▶ _INPUT_:

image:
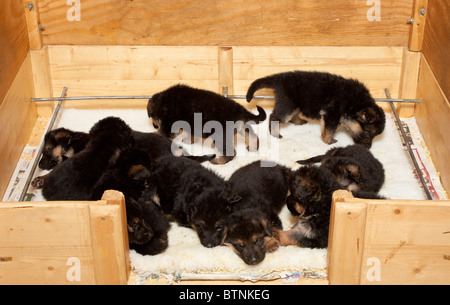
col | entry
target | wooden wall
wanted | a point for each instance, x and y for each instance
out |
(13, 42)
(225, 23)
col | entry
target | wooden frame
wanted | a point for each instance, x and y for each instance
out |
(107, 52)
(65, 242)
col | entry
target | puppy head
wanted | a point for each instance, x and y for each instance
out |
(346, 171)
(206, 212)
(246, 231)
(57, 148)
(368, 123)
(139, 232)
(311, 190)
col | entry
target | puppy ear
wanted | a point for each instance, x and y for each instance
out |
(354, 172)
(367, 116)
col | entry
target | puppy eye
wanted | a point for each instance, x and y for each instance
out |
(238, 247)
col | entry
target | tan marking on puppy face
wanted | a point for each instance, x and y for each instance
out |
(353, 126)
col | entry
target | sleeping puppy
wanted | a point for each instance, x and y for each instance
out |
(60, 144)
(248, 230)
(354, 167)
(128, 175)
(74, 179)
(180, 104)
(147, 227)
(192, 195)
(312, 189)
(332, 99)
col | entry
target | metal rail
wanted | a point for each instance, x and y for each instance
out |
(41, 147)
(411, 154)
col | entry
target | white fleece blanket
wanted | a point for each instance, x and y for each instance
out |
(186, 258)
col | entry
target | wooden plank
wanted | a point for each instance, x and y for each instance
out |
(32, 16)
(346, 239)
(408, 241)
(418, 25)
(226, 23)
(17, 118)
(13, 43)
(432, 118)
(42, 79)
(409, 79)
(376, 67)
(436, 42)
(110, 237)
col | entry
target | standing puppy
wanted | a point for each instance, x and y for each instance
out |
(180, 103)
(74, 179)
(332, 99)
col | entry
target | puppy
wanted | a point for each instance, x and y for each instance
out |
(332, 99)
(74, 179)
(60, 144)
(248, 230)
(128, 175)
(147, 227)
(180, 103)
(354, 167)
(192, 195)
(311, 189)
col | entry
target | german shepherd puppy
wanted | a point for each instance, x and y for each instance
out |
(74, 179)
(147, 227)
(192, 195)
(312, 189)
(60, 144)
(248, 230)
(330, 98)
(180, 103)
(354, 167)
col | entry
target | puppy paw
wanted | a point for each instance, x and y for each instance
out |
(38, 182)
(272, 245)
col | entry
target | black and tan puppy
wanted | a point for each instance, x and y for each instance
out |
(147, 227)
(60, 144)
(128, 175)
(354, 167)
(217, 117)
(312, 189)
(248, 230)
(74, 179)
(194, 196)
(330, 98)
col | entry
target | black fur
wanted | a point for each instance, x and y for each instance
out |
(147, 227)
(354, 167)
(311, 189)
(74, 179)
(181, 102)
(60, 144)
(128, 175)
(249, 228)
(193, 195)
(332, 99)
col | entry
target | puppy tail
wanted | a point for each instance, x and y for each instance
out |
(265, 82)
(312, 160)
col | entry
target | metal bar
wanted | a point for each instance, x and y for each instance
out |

▶ _STATED PROBLEM_: Collect each line in the listing above that contains the word "wooden", treating uppercase and lowercase letters as distinct.

▶ _FINAL RESULT_:
target | wooden wall
target | wooden frame
target | wooden plank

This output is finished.